■ **Directions**: Once the data has been read, return all of it precisely as written.

■ **Information provided**:

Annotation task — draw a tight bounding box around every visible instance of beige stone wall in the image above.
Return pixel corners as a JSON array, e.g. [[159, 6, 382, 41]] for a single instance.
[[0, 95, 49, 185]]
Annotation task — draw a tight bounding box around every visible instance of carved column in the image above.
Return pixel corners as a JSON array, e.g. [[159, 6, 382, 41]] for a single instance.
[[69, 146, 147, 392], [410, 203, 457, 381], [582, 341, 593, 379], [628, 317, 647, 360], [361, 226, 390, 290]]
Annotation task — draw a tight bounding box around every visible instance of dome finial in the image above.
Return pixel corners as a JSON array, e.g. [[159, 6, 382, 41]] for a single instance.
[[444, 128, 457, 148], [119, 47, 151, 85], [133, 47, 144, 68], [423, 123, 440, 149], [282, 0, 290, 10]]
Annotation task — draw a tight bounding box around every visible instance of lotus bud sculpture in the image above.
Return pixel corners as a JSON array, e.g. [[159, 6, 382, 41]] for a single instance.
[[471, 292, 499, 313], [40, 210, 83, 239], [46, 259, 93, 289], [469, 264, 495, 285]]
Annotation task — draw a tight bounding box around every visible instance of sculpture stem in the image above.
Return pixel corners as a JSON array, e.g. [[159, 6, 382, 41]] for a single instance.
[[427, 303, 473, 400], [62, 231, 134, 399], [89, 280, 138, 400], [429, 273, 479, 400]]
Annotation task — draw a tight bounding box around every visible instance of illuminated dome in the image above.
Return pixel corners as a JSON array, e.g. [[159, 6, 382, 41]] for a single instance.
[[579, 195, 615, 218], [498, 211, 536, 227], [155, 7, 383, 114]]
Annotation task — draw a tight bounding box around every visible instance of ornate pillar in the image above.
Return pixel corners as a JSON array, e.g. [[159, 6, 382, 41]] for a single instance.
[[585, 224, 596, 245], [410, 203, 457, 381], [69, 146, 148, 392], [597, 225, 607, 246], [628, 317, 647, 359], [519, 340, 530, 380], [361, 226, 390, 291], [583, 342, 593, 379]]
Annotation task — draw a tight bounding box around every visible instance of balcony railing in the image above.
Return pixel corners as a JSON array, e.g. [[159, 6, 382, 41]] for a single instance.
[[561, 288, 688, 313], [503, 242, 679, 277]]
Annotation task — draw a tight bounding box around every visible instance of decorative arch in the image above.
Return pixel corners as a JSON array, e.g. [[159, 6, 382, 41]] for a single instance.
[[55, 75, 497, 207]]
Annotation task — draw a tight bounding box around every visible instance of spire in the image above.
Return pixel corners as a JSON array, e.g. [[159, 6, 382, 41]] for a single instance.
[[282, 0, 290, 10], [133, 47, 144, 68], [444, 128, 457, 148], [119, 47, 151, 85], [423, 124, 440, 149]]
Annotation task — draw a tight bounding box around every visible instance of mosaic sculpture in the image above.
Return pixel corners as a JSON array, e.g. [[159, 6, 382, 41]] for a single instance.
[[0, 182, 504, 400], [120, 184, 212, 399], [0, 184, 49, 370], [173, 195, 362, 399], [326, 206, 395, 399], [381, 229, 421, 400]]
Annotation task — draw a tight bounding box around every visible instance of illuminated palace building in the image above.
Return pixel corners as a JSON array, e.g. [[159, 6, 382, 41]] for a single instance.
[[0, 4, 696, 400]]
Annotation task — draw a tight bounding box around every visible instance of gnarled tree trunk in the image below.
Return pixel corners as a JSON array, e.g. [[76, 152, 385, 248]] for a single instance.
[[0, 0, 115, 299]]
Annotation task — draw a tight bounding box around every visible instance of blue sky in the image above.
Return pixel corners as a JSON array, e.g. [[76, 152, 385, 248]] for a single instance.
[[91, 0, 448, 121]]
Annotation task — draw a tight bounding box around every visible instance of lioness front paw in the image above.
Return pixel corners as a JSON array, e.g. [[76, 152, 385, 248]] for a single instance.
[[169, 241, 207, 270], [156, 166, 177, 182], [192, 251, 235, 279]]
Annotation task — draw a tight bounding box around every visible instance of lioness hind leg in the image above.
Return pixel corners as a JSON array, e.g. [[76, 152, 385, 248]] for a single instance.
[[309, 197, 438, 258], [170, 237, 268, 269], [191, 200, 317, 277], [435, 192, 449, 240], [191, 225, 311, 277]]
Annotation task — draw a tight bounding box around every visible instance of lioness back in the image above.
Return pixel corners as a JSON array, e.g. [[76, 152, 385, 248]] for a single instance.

■ **Your solution**:
Annotation task — draw a tight bounding box around every visible instance of beige stone wall in the image above.
Return pixel corners as a JSON array, e.g. [[159, 6, 382, 41]] for a single instance.
[[0, 95, 49, 185]]
Annotation task — draw a tight bounding box around every visible instance of carved column in the image above.
Return pixel corners as a JSON array, e.g. [[159, 6, 382, 41]] for a single instance.
[[69, 146, 147, 392], [410, 203, 457, 381], [582, 341, 593, 379], [628, 317, 647, 360], [361, 226, 390, 290]]
Annotation task — draw a tight bounding box around every visible instance of dome finial in the image above.
Return pixel corners as a JSON array, e.g. [[159, 6, 382, 41]] for a single instance.
[[444, 128, 457, 148], [119, 47, 151, 85], [133, 47, 144, 68], [423, 123, 440, 149], [282, 0, 290, 10]]
Annotation task — draw a tight bounding box around every visible instance of lotus bud sculpture in the image above.
Return pixel corners as a JSON array, e.g. [[159, 6, 382, 41]] for a single instance.
[[471, 292, 499, 313], [40, 210, 83, 239], [46, 259, 93, 289], [469, 264, 495, 285]]
Annotation task — draw a tight bounding box around every visible instance of sculpture stem in the image above.
Return pixel corners as a JSON array, e.g. [[159, 6, 382, 41]] for a single instance.
[[427, 303, 473, 400], [62, 231, 134, 399], [89, 280, 138, 400], [429, 273, 479, 400]]
Annotation task — draw a tight bounding box around every visible instance of illuminated dome in the image above.
Return pixel corners as a JSON array, e.g. [[159, 6, 382, 41]] for a single instance.
[[579, 195, 615, 218], [498, 211, 536, 227], [155, 7, 383, 114]]
Annotation task — draw a tight bounding box around every visible instance of ornate pillar in the image above.
Return pixel corners as a JSON array, e.g. [[159, 6, 382, 41]] for a single instance.
[[585, 224, 596, 245], [410, 203, 457, 381], [69, 146, 148, 392], [597, 225, 607, 246], [628, 317, 647, 359], [519, 340, 530, 380], [361, 226, 390, 291], [583, 342, 593, 379]]
Annotation task — draw a tight bounding box around every visible instance of balcony railing in the image above.
Return pixel corners as a JSON array, e.g. [[159, 6, 382, 41]] for a single instance.
[[561, 288, 688, 313], [503, 242, 679, 277]]
Annotation task — draw a tight bounding box around every visible instance of decorative arch in the image above.
Return pixel corners as a JSON array, e.g. [[159, 6, 382, 41]] for a single instance.
[[55, 75, 497, 207]]
Annotation task — draw a tight bounding box around every visible instance of spire in the image above.
Return pixel corners as a JSON array, e.g. [[159, 6, 382, 41]] for a single instance.
[[282, 0, 290, 10], [133, 47, 144, 68], [444, 128, 457, 148], [119, 47, 151, 85], [423, 124, 440, 149]]
Annotation task — draw a tight bounding box around every visible instance of mosaic sculpture in the image above.
Return pixel corners as a JSON array, e.g. [[159, 6, 382, 41]] for a single instance.
[[0, 182, 504, 400], [120, 184, 212, 399], [0, 184, 49, 370], [173, 195, 362, 399], [326, 206, 395, 399], [381, 229, 421, 400]]
Annotation task — draw a tight bounding box around every visible instance of illuminated palace building in the image above.
Return pixel corners as a JSON array, e.g. [[159, 6, 382, 41]] for a single instance.
[[0, 4, 696, 400]]
Annotation task — draw a tight bounding box around every visible instance of gnarled tree trunk in the image below.
Return pixel corners as a JSON array, e.g. [[76, 152, 385, 248]] for a single instance.
[[0, 0, 115, 299]]
Annotation task — draw a tight bounding box around every visible instance of blue sky in the image above.
Return pixel corners as a JSON array, e.g. [[76, 152, 385, 248]] for a single instance.
[[91, 0, 448, 121]]
Annotation task — draw a tight bounding box around every visible instance of lioness front paw in the image above.
Return pixel corners as a JSON array, e.g. [[76, 152, 385, 248]] for a single instance.
[[169, 241, 207, 270], [156, 166, 177, 182], [192, 251, 235, 279]]
Annotation task — draw a tight bounding box around every visible instance of lioness hind leg in the image above.
Return pixel corners as a JSON array, e.g. [[76, 152, 385, 248]] for a single instance.
[[309, 197, 438, 258], [170, 237, 268, 269], [191, 200, 317, 277], [435, 192, 449, 240], [191, 225, 311, 277]]
Annotation task — draw a tight bounding box around every visible instance of lioness back in the image above.
Return pixel corners as a JSON array, e.g. [[76, 152, 385, 248]] for a single instance.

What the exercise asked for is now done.